Sets

From 22101
Jump to navigation Jump to search
Previous: Simple Pattern Matching Next: Dictionaries

Required course material for the lesson

Powerpoint: Sets
Video: Sets

Subjects covered

  • Sets, which are unordered data collections with no duplicates.
  • Methods relevant to sets:
    • clear, clears a set
    • add, adds and element to the set,
    • update, adds several elements to the set, performance,
    • remove, removes an element from the set, error if not present,
    • discard, removes an element from the set, no error,
    • in, determines if an element exist,
    • mathematical set operations, intersection (&), union (|)

Exercises to be handed in

  1. Read the sequences in the file dna7.fsa. Find out which and how many of the 64 codons are not used somewhere in the sequences. Print the unused codons.
  2. You have made a program (let's call it the X-program), which as input takes a file of accession numbers, start10.dat and produces some output, which is in res10.dat. Now you count the lines in your input file and your output file and you discover that the line numbers do not match. Horror - your program does not produce output for some input. Now the assignment is to discover which accession numbers did not produce output. This can be done in various ways, but now you have to use a set. Print the results.
  3. In the file ex5.acc are a lot of accession numbers, where some are duplicates. We have earlier cleaned this file of duplicates. Let's do that again using a set. Make a program that reads the file once, finds the unique accession numbers and write them to the file uniq5.acc
  4. In the data1.gb file there are 6 references (to articles). Make a program that extracts all authors from the references, eliminates those that are duplicates and print the list of authors. You will notice that some authors seems to be the same person using different initials. You should only consider a person a duplicate if the name matches exactly. This should also work for the other Genbank entries: data2.gb, data3.gb & data4.gb.
    Beware: there traps in this exercise, check your output properly.

Exercises for extra practice

A k-mer is a piece of sequence k units long. It can be both protein and DNA sequence. As an example I have this DNA sequence: GACTAC. It contains the following 4-mers: GACT, ACTA, CTAC.

**SUPPLIED INFORMATION**

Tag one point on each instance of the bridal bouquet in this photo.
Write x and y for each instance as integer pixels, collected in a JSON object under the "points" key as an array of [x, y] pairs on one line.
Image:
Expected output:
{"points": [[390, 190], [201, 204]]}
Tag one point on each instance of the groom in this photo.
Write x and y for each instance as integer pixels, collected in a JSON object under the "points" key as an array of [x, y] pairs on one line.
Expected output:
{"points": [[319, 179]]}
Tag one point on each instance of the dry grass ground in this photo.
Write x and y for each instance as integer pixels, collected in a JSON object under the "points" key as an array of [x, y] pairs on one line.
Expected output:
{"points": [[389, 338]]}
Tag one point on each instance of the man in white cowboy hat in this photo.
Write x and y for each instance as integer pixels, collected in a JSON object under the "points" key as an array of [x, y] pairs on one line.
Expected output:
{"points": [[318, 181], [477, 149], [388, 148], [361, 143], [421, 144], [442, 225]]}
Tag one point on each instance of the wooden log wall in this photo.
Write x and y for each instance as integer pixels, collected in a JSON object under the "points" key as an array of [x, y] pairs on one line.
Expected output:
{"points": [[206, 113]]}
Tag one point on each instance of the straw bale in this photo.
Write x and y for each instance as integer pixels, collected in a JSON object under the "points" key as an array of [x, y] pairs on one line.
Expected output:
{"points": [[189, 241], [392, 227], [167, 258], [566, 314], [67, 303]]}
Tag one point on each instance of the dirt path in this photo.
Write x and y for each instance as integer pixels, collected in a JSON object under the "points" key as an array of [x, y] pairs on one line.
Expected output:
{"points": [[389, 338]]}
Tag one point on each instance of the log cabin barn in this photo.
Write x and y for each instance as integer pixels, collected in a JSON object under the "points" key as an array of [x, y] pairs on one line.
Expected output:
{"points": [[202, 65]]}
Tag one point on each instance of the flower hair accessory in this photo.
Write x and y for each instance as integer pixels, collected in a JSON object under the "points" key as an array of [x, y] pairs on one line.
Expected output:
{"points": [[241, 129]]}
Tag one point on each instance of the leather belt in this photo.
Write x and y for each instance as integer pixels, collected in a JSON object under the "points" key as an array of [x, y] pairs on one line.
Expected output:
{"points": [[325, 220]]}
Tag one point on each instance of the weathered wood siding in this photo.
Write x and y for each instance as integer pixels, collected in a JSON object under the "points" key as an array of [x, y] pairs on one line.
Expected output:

**PROMPT**
Copy out, word for word, the part of the sets lesson page starting with "1. Read the" and going on through "Print the results.".

**OUTPUT OF THE EXERCISE**
1. Read the sequences in the file dna7.fsa. Find out which and how many of the 64 codons are not used somewhere in the sequences. Print the unused codons.
  2. You have made a program (let's call it the X-program), which as input takes a file of accession numbers, start10.dat and produces some output, which is in res10.dat. Now you count the lines in your input file and your output file and you discover that the line numbers do not match. Horror - your program does not produce output for some input. Now the assignment is to discover which accession numbers did not produce output. This can be done in various ways, but now you have to use a set. Print the results.